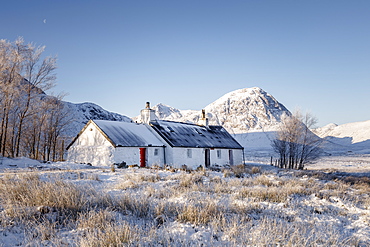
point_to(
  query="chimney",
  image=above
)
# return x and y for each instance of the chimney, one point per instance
(147, 114)
(203, 120)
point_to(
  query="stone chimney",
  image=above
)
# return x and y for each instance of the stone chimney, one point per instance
(203, 120)
(147, 114)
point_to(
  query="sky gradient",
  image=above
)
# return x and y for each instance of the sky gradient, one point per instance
(313, 55)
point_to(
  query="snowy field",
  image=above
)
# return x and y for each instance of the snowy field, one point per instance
(65, 204)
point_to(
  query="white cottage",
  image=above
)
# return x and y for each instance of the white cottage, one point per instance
(155, 142)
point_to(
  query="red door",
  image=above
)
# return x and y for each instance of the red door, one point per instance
(142, 157)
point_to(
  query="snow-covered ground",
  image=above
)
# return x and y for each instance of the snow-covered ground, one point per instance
(257, 205)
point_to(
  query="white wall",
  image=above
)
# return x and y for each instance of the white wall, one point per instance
(131, 155)
(176, 157)
(91, 147)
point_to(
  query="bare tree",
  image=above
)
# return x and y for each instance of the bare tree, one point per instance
(295, 144)
(31, 123)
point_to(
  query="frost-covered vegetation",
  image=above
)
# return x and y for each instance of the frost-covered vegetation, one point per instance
(243, 206)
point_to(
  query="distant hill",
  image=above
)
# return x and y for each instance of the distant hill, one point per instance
(240, 111)
(351, 136)
(81, 113)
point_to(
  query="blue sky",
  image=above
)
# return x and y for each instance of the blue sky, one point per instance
(313, 55)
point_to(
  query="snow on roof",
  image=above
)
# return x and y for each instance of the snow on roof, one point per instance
(192, 135)
(124, 134)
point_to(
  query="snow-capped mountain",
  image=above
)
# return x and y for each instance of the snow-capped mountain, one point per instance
(239, 111)
(81, 113)
(355, 134)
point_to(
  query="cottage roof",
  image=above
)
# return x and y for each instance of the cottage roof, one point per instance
(192, 135)
(123, 134)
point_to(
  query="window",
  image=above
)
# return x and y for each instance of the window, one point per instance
(219, 154)
(189, 153)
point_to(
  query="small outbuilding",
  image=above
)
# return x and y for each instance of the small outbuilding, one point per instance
(155, 142)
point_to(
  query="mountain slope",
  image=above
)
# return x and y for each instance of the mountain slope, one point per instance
(356, 134)
(81, 113)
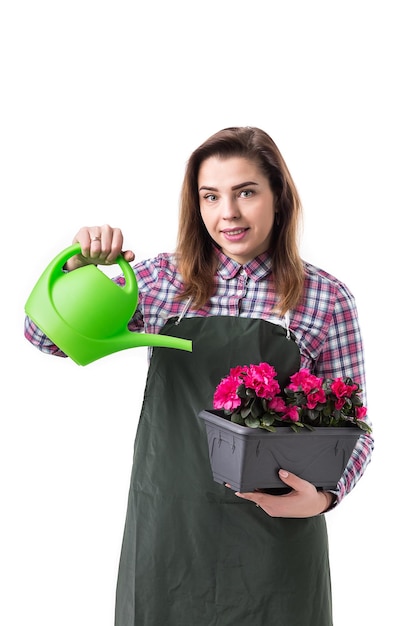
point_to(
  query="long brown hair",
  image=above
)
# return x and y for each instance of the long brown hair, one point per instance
(195, 248)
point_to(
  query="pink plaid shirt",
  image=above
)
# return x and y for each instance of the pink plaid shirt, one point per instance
(325, 323)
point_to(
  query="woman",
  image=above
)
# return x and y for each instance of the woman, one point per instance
(194, 552)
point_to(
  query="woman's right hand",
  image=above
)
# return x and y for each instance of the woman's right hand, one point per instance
(100, 245)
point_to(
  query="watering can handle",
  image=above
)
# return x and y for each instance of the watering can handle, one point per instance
(129, 274)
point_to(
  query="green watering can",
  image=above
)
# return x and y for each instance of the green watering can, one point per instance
(85, 313)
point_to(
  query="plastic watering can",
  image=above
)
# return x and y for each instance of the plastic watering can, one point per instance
(85, 313)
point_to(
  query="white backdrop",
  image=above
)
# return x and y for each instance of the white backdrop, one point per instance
(101, 105)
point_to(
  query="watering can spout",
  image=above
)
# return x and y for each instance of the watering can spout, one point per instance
(86, 314)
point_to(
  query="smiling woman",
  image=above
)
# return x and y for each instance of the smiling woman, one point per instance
(194, 551)
(237, 205)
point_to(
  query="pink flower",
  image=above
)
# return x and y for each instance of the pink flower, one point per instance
(225, 397)
(315, 397)
(304, 381)
(261, 379)
(361, 412)
(277, 404)
(341, 389)
(291, 413)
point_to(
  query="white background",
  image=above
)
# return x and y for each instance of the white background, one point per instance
(101, 105)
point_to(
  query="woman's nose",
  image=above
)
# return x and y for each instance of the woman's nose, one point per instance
(230, 209)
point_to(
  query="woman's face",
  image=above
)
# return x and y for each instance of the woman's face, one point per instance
(237, 206)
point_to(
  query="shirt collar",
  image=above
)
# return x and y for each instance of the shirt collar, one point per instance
(256, 269)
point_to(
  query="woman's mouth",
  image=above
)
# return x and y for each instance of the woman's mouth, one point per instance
(234, 234)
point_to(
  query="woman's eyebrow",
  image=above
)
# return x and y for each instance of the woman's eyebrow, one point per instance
(239, 186)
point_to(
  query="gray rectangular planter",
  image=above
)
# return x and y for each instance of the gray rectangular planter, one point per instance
(249, 459)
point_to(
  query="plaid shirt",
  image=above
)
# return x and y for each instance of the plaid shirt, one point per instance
(325, 322)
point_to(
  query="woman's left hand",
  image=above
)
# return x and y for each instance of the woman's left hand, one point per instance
(303, 501)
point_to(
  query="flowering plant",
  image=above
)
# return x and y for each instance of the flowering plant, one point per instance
(252, 396)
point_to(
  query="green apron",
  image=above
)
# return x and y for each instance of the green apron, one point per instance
(193, 553)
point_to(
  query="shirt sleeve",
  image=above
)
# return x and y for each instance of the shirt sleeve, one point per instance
(38, 339)
(343, 355)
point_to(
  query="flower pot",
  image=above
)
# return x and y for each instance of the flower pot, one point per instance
(249, 458)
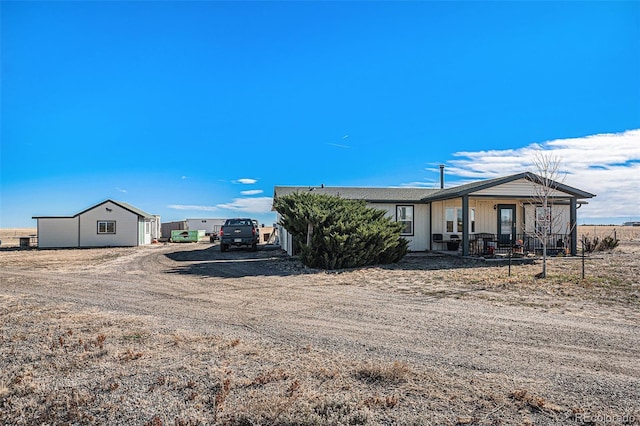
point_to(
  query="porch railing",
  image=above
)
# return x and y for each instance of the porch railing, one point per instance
(484, 244)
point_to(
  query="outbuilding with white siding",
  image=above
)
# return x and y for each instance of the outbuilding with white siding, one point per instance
(107, 224)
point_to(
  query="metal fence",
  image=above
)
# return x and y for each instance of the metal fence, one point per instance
(489, 244)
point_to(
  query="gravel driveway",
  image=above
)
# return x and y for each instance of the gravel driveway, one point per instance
(432, 340)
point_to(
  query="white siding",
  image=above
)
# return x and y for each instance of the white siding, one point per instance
(208, 225)
(126, 227)
(519, 188)
(486, 215)
(561, 219)
(58, 232)
(419, 241)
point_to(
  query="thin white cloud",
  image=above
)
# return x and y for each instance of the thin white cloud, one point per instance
(258, 205)
(607, 165)
(338, 145)
(192, 207)
(245, 181)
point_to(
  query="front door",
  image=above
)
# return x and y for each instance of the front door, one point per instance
(506, 224)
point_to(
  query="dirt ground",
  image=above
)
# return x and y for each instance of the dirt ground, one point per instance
(185, 334)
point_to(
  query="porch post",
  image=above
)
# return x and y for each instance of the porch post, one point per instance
(465, 225)
(430, 226)
(573, 223)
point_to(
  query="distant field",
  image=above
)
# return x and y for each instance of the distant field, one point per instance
(623, 233)
(10, 237)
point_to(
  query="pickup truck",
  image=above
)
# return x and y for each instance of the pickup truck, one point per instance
(239, 232)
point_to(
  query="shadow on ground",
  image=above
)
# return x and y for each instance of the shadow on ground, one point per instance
(272, 261)
(237, 262)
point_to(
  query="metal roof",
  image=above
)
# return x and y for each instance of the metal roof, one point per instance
(379, 195)
(472, 187)
(134, 210)
(422, 195)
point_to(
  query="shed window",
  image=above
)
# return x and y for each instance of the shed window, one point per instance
(404, 214)
(106, 227)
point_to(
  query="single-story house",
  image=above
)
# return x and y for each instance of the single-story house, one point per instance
(476, 218)
(107, 224)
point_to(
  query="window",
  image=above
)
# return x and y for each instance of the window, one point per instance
(453, 219)
(106, 227)
(543, 220)
(404, 215)
(472, 220)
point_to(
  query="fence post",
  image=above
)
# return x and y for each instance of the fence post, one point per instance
(583, 258)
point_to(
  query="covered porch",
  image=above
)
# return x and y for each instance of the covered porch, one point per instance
(503, 216)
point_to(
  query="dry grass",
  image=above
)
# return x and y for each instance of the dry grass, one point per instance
(64, 366)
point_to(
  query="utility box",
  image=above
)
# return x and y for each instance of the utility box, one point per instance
(187, 236)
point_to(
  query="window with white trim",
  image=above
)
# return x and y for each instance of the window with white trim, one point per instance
(453, 219)
(404, 215)
(543, 220)
(106, 227)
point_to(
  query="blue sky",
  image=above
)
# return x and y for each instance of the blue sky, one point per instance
(197, 109)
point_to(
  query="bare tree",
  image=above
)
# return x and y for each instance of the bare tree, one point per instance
(545, 183)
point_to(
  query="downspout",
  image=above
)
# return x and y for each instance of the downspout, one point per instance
(573, 220)
(465, 225)
(430, 226)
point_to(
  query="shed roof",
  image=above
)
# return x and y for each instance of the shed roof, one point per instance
(126, 206)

______________________________

_WHAT YOU ARE ASKED TO DO_:
Identify every line in the records above that contains the string "slope", and copy each of those lines.

_WRITTEN RESPONSE_:
  query="mountain slope",
# return x and y for each instance of the mountain slope, one point per instance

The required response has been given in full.